**EXERCISE REQUIREMENTS:** The records that follow must be repeated verbatim, every one of them.

**INPUT MATERIAL:**
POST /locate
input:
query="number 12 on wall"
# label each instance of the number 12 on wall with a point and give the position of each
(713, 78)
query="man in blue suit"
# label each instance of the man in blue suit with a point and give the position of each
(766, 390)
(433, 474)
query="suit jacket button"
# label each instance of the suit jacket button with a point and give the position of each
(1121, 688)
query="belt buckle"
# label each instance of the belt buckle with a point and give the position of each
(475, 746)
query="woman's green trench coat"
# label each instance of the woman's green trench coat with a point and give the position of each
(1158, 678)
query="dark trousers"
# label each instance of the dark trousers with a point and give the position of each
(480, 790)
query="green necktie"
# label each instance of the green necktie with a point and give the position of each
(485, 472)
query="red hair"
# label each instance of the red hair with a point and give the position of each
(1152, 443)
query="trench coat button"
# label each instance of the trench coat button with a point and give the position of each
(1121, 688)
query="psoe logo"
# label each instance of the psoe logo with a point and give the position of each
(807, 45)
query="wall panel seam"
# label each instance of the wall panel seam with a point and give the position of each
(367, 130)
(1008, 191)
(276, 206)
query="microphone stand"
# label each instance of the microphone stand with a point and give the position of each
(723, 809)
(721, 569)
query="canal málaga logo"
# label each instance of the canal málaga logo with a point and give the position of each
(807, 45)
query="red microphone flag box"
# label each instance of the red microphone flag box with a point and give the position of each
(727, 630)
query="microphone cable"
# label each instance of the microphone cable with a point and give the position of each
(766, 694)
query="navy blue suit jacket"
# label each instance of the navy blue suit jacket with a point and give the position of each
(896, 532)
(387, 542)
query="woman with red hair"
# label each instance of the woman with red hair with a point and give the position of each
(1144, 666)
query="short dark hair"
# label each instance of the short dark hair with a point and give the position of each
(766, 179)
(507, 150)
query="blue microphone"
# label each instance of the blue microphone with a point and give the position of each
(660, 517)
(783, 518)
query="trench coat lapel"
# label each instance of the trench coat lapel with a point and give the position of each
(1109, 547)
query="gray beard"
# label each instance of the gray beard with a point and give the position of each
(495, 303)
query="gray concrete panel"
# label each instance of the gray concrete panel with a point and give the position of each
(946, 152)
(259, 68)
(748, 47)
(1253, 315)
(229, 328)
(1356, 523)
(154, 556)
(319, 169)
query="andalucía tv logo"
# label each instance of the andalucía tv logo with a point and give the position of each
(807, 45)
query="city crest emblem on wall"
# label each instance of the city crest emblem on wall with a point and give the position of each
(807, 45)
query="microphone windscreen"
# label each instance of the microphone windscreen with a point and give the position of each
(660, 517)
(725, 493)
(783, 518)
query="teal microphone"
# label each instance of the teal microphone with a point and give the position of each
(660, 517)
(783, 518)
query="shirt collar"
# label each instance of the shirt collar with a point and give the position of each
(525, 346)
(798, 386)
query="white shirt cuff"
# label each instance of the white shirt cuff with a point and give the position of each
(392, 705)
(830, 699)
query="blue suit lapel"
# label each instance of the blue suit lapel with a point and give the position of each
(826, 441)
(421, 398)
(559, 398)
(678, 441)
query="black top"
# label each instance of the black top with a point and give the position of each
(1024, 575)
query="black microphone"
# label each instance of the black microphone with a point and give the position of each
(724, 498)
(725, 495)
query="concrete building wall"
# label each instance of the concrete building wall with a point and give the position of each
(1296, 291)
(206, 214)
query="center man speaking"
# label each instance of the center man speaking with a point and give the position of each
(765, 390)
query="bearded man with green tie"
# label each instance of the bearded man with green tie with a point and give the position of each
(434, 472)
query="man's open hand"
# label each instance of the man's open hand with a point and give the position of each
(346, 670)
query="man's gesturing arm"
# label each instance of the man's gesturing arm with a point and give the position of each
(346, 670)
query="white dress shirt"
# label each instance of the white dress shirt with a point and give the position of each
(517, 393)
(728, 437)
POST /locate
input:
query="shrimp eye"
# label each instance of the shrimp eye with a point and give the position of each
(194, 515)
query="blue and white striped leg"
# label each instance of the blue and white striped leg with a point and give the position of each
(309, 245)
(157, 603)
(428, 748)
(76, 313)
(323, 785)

**RESPONSE TO THE EXERCISE:**
POST /locate
input:
query="number 12 on wall"
# label each instance of the number 12 on wall with a point and give the position of each
(713, 78)
query="man in blue suit"
# label each instance of the man in blue suit with a point and give the position of each
(766, 390)
(433, 474)
query="suit jacket button"
# label each instance of the suit jacket button with a point and give the position of each
(1121, 688)
query="belt buckle"
# label each instance of the belt buckle with a point and give the position of each
(475, 746)
query="woman's green trench coat"
# label each instance of the woman's green trench coat with a point and give the position of each
(1158, 678)
query="dark trousers"
# label each instance of the dark trousers with a point and give the position of each
(480, 790)
query="green necktie"
# label each instance of the green necktie with a point and give the position of each
(485, 472)
query="red hair"
# label each instance of the red hair with a point and give the position of each
(1152, 443)
query="trench coat button"
# label each instance of the trench coat button with a point and give the position of each
(1121, 688)
query="psoe logo"
# label each instance of the psoe logo with a point and give the position of each
(807, 45)
query="wall panel seam"
# label each instance of the wall panel seam with a point and give the position of each
(367, 130)
(1008, 191)
(276, 206)
query="microphone stand"
# label each instance of the microphone stand with a point and give the position of each
(723, 809)
(721, 569)
query="canal málaga logo"
# label each instance of the canal málaga logo with a point and give the position of each
(807, 45)
query="red microphone flag box"
# label each instance of the red microphone flag box with a point and give the position of each
(727, 630)
query="microphone cable"
# label each instance of the microphone cable with a point and give the position of each
(766, 694)
query="navy blue suit jacket"
# label each instance of the navy blue suit jacket with a point and give the position of each
(896, 532)
(387, 542)
query="woman with red hair"
# label each instance of the woman with red hair with a point and give the position of each
(1144, 666)
query="short dark hair"
# label each instance of the short dark hair with a point and give the position of each
(766, 179)
(507, 150)
query="blue microphone"
# label each instance of the blue microphone with a point and give the position of each
(660, 517)
(783, 518)
query="trench coat lapel"
# label each instance of the trench coat lapel with a point and give the position of each
(1109, 547)
query="gray beard"
# label each instance of the gray beard with a point and give the position of each
(495, 303)
query="gray concrete panel"
# label each instance of the gray concrete panel with a point and give the position of each
(946, 152)
(259, 68)
(748, 47)
(1253, 315)
(229, 328)
(1356, 523)
(154, 556)
(319, 169)
query="andalucía tv logo"
# label each instance of the andalucía tv logo with a point and give the position of each
(807, 45)
query="city crest emblem on wall"
# label each instance of the city crest emblem on wall with a point and give the position of each
(807, 45)
query="microphone windscreen"
# label each instance of the microphone windscreen with a point and give the position of each
(660, 517)
(725, 493)
(783, 518)
query="teal microphone"
# label each instance of the teal microphone with a point and give the position of each
(660, 517)
(783, 518)
query="shirt collar"
# label each instance of the shirt collar with a point and give the position of each
(525, 346)
(798, 386)
query="white shirt cuff"
# label each instance of the white shirt cuff with a point and give the position of each
(392, 705)
(830, 699)
query="blue suit lapel"
# label each instance of the blue suit lapel with a point and give the position of each
(826, 441)
(421, 398)
(559, 398)
(678, 441)
query="black top"
# label each instance of the black top with a point and give the position of each
(1024, 575)
query="black microphone"
# label each instance of the black microphone with a point and give the position of each
(724, 498)
(725, 495)
query="concrete building wall"
# label each instance of the concrete building wall with a point and give the position of each
(1296, 291)
(206, 214)
query="center man speaking"
# label each instance of the center man speaking with a point and give the position of each
(765, 390)
query="bearded man with green tie"
# label each instance of the bearded man with green tie with a point and give the position of each
(434, 472)
query="man's open hand"
# label each instance of the man's open hand with a point and give the position of each
(346, 670)
query="man's gesturing arm"
# label each instance of the man's gesturing arm with a point and give the position of each
(346, 670)
query="white dress shirt"
# label each instance of the white dress shirt with a point and give the position of each
(517, 393)
(728, 437)
POST /locate
input:
query="shrimp eye"
# label each instance of the shrimp eye with a point and give the position of each
(194, 515)
query="blue and white striped leg"
# label each instance of the blue and white striped leg with a point and give the position of each
(309, 245)
(157, 603)
(428, 748)
(76, 313)
(323, 785)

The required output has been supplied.